>> begin MATERIAL FOR THIS TASK

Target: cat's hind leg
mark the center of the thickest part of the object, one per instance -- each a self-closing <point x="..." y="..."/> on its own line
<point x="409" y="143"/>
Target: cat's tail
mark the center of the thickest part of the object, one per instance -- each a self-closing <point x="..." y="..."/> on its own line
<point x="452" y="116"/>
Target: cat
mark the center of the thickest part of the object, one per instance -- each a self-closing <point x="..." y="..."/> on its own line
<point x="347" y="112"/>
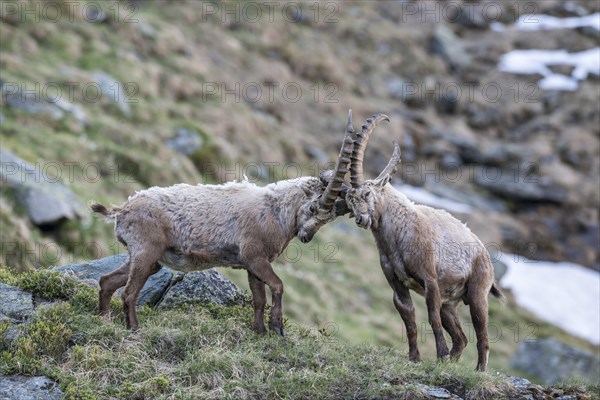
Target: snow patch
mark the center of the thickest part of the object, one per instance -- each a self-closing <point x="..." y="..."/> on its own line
<point x="538" y="61"/>
<point x="542" y="22"/>
<point x="422" y="196"/>
<point x="562" y="293"/>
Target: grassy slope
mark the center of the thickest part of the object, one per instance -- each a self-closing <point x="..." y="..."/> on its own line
<point x="348" y="297"/>
<point x="210" y="352"/>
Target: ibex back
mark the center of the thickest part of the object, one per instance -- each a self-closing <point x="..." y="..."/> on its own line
<point x="238" y="225"/>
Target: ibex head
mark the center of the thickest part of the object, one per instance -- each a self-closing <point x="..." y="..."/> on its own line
<point x="363" y="199"/>
<point x="320" y="209"/>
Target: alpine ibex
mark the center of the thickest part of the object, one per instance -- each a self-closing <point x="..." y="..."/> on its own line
<point x="425" y="250"/>
<point x="240" y="225"/>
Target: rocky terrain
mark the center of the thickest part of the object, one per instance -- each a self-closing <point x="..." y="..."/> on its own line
<point x="100" y="102"/>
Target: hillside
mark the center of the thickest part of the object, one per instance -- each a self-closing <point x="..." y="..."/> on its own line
<point x="160" y="93"/>
<point x="210" y="352"/>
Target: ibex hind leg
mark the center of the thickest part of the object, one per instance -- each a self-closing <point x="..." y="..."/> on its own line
<point x="143" y="264"/>
<point x="259" y="300"/>
<point x="479" y="316"/>
<point x="264" y="272"/>
<point x="451" y="324"/>
<point x="109" y="284"/>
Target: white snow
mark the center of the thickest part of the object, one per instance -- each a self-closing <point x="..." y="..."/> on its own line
<point x="564" y="294"/>
<point x="538" y="61"/>
<point x="422" y="196"/>
<point x="542" y="22"/>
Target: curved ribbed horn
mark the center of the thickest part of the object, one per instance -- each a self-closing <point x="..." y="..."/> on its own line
<point x="360" y="144"/>
<point x="334" y="187"/>
<point x="392" y="166"/>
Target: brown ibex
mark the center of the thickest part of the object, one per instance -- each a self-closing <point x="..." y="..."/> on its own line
<point x="240" y="225"/>
<point x="425" y="250"/>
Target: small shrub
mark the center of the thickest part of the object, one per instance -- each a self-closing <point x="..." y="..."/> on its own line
<point x="51" y="285"/>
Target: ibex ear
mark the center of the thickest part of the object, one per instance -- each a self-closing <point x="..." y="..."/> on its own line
<point x="308" y="190"/>
<point x="326" y="176"/>
<point x="381" y="182"/>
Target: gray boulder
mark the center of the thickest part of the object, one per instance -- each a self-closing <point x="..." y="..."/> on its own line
<point x="113" y="90"/>
<point x="46" y="200"/>
<point x="450" y="48"/>
<point x="186" y="141"/>
<point x="90" y="272"/>
<point x="519" y="187"/>
<point x="551" y="361"/>
<point x="207" y="286"/>
<point x="15" y="303"/>
<point x="28" y="388"/>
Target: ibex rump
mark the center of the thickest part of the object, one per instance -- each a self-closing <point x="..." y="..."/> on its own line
<point x="425" y="250"/>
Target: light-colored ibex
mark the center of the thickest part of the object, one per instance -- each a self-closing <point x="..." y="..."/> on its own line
<point x="425" y="250"/>
<point x="240" y="225"/>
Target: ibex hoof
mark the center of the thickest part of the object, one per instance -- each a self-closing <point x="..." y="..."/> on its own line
<point x="260" y="330"/>
<point x="278" y="330"/>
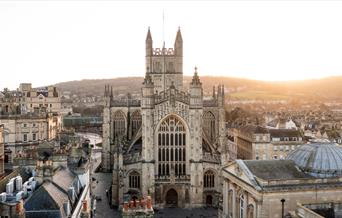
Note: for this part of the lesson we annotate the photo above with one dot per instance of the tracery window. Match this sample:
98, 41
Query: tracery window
209, 179
134, 180
209, 126
171, 147
135, 122
119, 124
242, 205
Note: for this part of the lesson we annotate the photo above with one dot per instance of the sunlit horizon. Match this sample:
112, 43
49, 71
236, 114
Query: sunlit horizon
45, 43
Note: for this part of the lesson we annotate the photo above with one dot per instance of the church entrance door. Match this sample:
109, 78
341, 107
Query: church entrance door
171, 198
209, 200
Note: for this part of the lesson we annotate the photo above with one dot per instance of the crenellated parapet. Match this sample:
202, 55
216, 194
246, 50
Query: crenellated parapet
125, 103
172, 95
210, 103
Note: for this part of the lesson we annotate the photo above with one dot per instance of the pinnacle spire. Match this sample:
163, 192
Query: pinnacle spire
179, 35
149, 36
195, 79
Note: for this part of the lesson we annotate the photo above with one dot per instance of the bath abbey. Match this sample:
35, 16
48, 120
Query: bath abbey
171, 141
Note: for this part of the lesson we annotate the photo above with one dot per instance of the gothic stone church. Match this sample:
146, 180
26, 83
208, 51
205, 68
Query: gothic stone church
171, 142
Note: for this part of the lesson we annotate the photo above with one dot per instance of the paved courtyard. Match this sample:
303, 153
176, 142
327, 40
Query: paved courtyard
186, 213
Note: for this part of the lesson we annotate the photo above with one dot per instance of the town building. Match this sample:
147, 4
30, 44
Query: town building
23, 132
260, 143
28, 100
2, 151
170, 143
307, 184
29, 116
54, 183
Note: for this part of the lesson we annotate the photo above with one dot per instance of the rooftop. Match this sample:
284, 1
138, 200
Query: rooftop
275, 169
319, 159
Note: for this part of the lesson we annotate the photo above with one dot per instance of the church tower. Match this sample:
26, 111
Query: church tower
196, 165
165, 64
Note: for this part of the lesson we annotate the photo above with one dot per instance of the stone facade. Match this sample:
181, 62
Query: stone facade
256, 188
29, 100
260, 143
22, 132
2, 151
170, 143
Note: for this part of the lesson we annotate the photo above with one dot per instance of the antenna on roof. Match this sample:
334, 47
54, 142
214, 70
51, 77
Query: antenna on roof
163, 50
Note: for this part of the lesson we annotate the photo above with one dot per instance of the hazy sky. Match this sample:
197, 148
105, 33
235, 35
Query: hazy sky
46, 42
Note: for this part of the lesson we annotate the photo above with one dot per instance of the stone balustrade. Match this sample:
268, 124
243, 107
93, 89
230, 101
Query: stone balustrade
131, 158
211, 158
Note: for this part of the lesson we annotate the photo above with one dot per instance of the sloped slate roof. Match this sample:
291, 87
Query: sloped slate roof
275, 133
64, 179
46, 197
275, 169
255, 129
319, 159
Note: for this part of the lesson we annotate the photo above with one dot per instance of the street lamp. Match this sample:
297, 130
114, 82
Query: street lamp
282, 207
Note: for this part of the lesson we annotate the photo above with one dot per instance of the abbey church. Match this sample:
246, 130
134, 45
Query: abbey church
169, 143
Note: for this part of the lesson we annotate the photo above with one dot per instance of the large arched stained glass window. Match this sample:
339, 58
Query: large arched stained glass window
135, 122
171, 140
119, 124
209, 126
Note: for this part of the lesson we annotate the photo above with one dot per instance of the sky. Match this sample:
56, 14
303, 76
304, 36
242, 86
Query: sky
46, 42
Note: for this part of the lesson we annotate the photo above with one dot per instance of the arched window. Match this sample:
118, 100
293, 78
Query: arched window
242, 206
172, 135
119, 124
209, 179
209, 126
135, 122
134, 180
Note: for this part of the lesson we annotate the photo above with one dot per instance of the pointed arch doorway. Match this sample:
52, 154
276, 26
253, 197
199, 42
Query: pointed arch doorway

>> end MATERIAL FOR THIS TASK

#### GIVEN INSTRUCTION
Transcribe the material exactly, and leave out whatever pictures it holds.

#### ANSWER FOR THE TASK
Target: cat's hind leg
mark the center of the thickest part of the object, one per instance -- each a self-closing <point x="..." y="..."/> on its own line
<point x="409" y="143"/>
Target: cat's tail
mark the center of the thickest part of the object, one per instance -- each a self-closing <point x="..." y="..."/> on its own line
<point x="452" y="116"/>
Target: cat
mark the center of the thickest part of the object, one per instance -- each a self-closing <point x="..." y="..."/> on its own line
<point x="347" y="112"/>
Target: snow patch
mark the center of the thickest part of the object, one per instance -- each a self-closing <point x="..." y="..."/> on its own line
<point x="538" y="61"/>
<point x="542" y="22"/>
<point x="422" y="196"/>
<point x="562" y="293"/>
Target: grassy slope
mark the center of the thickest part of the object, one per instance -- each a self-closing <point x="..." y="..."/> on its own line
<point x="348" y="297"/>
<point x="210" y="352"/>
Target: ibex back
mark the center of the thickest part of the object, one per instance -- each a self-closing <point x="..." y="..."/> on its own line
<point x="238" y="225"/>
Target: ibex head
mark the center of the thickest part of the object, one per instance -- each a self-closing <point x="..." y="..."/> on its own line
<point x="363" y="199"/>
<point x="320" y="209"/>
Target: alpine ibex
mark the center of the thickest part of the object, one per instance -- each a self-closing <point x="..." y="..."/> on its own line
<point x="425" y="250"/>
<point x="240" y="225"/>
Target: rocky terrain
mark the center of the thickest part of the object, one per instance -- each a self-closing <point x="..." y="..."/> on its own line
<point x="100" y="102"/>
Target: hillside
mark the center of the thickest part of the object, one per instance -- each a self-closing <point x="..." y="..."/> on its own line
<point x="160" y="93"/>
<point x="210" y="352"/>
Target: ibex hind leg
mark the center of the thickest part of the object, one per instance -- each a self-closing <point x="..." y="..."/> on its own line
<point x="143" y="264"/>
<point x="259" y="300"/>
<point x="479" y="316"/>
<point x="264" y="272"/>
<point x="451" y="324"/>
<point x="109" y="284"/>
Target: white snow
mark the center of the thickest part of the object, one per instance -- each a self-closing <point x="..." y="..."/> on its own line
<point x="564" y="294"/>
<point x="538" y="61"/>
<point x="422" y="196"/>
<point x="542" y="22"/>
Target: curved ribbed horn
mark the center of the thickest part of the object, one per instance -- each a self-closing <point x="..." y="..."/> on its own line
<point x="360" y="144"/>
<point x="334" y="187"/>
<point x="392" y="166"/>
Target: brown ibex
mark the center of the thickest part of the object, one per instance -- each a self-closing <point x="..." y="..."/> on its own line
<point x="240" y="225"/>
<point x="425" y="250"/>
Target: small shrub
mark the center of the thickest part of the object, one per instance -- each a self-closing <point x="..." y="..."/> on its own line
<point x="51" y="285"/>
Target: ibex ear
mark the center of the thickest part of the object, one per instance -- each a self-closing <point x="..." y="..."/> on its own line
<point x="308" y="190"/>
<point x="326" y="176"/>
<point x="381" y="182"/>
Target: gray boulder
mark the center of the thickest part of the object, one per instance -- each a self-closing <point x="..." y="..."/> on its own line
<point x="113" y="90"/>
<point x="46" y="200"/>
<point x="450" y="48"/>
<point x="186" y="141"/>
<point x="90" y="272"/>
<point x="519" y="187"/>
<point x="551" y="361"/>
<point x="207" y="286"/>
<point x="15" y="303"/>
<point x="28" y="388"/>
Target: ibex rump
mark the center of the thickest part of the object, one per instance -- each a self-closing <point x="..." y="..."/> on its own line
<point x="425" y="250"/>
Target: light-colored ibex
mark the center of the thickest part of the object, one per instance -- each a self-closing <point x="..." y="..."/> on its own line
<point x="425" y="250"/>
<point x="240" y="225"/>
Target: ibex hoof
mark the center of the thickest part of the object, one per instance -- each a self-closing <point x="..." y="..."/> on its own line
<point x="260" y="330"/>
<point x="278" y="330"/>
Note: for this part of the lesson we annotate the photo above with one dot per instance of the tracery window. Match this sample:
98, 41
Query: tracery window
209, 179
134, 180
209, 126
171, 147
135, 122
119, 124
242, 205
Note: for this part of the lesson we annotate the photo above with one dot per instance of the sunlit horizon. Match this sample:
112, 43
49, 71
236, 114
Query: sunlit horizon
45, 43
Note: for this part of the lesson we annotate the photo above with one dot per instance of the church entrance door. Match this sample:
109, 78
341, 107
Query: church entrance door
171, 198
209, 200
Note: for this part of the lesson we annotate the photo above with one dot per instance of the crenellated parapet. Match this sample:
202, 55
216, 194
246, 50
Query: crenellated parapet
125, 103
172, 95
210, 103
Note: for this part of the lesson we annotate the photo above with one dot per instance of the pinnacle spire. Match this sample:
163, 192
Query: pinnacle spire
179, 35
149, 36
195, 79
Note: for this part of the lesson we annotate the photo above with one dot per instance of the bath abbey. Match this sample:
35, 16
48, 120
Query: bath abbey
171, 141
Note: for this part of the lesson we annotate the photo above with one dot per instance of the gothic stone church. Match this sample:
146, 180
26, 83
208, 51
205, 68
Query: gothic stone church
171, 142
Note: for this part of the lesson we annotate the photo above with one dot per instance of the paved courtyard. Match this sample:
303, 153
176, 142
327, 40
Query: paved courtyard
186, 213
Note: for this part of the lesson we annotate the photo above with one dot per instance of the town building. Match this sample:
147, 4
30, 44
Query: town building
23, 132
260, 143
28, 100
2, 151
170, 143
307, 184
29, 116
54, 183
Note: for this part of the lesson we annotate the photo above with one dot per instance of the rooftop. Match this sample:
284, 1
138, 200
Query: rooftop
275, 169
319, 159
Note: for this part of the lesson we annotate the photo above with one dot per instance of the church tower. Match this sample:
26, 111
Query: church tower
196, 165
165, 64
Note: for this part of the lesson we annotate the photo above with one dot per instance of the stone facade. Match this sample:
181, 62
Query: stone facade
256, 188
29, 100
260, 143
22, 132
2, 151
170, 143
Note: for this part of the lesson we annotate the photo above with one dot per instance of the antenna on roof. Match this sample:
334, 47
54, 142
214, 70
51, 77
Query: antenna on roof
163, 50
Note: for this part of the lesson we annotate the photo above with one dot per instance of the hazy sky. Match this sample:
197, 148
105, 33
235, 35
Query: hazy sky
46, 42
Note: for this part of the lesson we annotate the photo above with one dot per instance of the stone balustrade. Match this sample:
268, 124
243, 107
93, 89
230, 101
Query: stone balustrade
131, 158
211, 158
Note: for this part of the lesson we annotate the photo above with one dot per instance of the sloped slate roof. Match this sample:
291, 87
Query: sloped slate roof
275, 133
64, 179
46, 197
275, 169
255, 129
319, 159
Note: for this part of the lesson we annotate the photo above with one dot per instance of the street lamp. Match this sample:
297, 130
114, 82
Query: street lamp
282, 207
Note: for this part of the lesson we annotate the photo above with one dot per instance of the abbey church. Match this sample:
246, 130
134, 45
Query: abbey church
169, 143
Note: for this part of the lesson we annotate the photo above with one dot per instance of the large arched stained glass window. Match this sample:
339, 58
Query: large arched stained glass window
135, 122
171, 140
119, 124
209, 126
Note: for this part of the lesson we annotate the photo above with one dot per instance of the sky. Match this sample:
56, 14
303, 76
304, 36
242, 86
Query: sky
46, 42
Note: for this part of the lesson we annotate the photo above with one dot per instance of the arched window. Match this sample:
118, 100
293, 78
Query: arched window
242, 206
172, 135
119, 124
209, 179
209, 126
135, 122
134, 180
Note: for this part of the lesson we annotate the photo above with one dot per instance of the pointed arch doorway. Match this sample:
52, 154
276, 26
253, 197
199, 42
Query: pointed arch doorway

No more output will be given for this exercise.